[目的]
以下のデータで、文字列「ring」を含む行は何行ありますか？数だけを答えてください。

══ 提供データ

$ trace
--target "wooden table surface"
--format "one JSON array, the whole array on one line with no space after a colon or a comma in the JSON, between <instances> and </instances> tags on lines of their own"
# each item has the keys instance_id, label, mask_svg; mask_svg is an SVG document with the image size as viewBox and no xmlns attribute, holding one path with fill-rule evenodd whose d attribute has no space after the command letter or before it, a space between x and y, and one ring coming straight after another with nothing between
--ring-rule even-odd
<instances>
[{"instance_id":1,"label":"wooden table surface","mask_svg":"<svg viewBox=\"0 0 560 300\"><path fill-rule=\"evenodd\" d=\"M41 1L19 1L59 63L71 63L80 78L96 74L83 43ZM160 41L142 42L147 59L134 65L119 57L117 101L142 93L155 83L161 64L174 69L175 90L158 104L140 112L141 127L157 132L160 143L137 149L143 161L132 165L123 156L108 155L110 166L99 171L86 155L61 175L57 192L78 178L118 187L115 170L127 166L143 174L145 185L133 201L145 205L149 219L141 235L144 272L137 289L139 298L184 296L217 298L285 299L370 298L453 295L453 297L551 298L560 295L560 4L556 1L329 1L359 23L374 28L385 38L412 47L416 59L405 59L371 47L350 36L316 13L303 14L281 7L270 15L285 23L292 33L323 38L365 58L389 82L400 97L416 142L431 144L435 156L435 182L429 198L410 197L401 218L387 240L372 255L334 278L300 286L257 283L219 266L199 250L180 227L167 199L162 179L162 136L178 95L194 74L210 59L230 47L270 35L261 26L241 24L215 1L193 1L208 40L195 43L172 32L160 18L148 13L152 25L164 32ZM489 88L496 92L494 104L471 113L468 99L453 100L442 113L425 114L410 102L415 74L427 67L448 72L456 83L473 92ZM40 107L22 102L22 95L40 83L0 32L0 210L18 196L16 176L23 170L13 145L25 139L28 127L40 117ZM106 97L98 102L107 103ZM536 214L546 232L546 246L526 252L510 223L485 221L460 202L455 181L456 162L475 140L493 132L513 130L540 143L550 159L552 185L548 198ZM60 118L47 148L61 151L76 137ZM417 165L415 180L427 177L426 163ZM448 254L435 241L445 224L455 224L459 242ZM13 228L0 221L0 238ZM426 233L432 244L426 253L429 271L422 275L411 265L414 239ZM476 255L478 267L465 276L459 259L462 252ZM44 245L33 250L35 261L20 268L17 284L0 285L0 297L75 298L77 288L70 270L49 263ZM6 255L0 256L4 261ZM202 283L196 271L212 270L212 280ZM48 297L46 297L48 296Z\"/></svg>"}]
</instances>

════

[この課題の解答]
2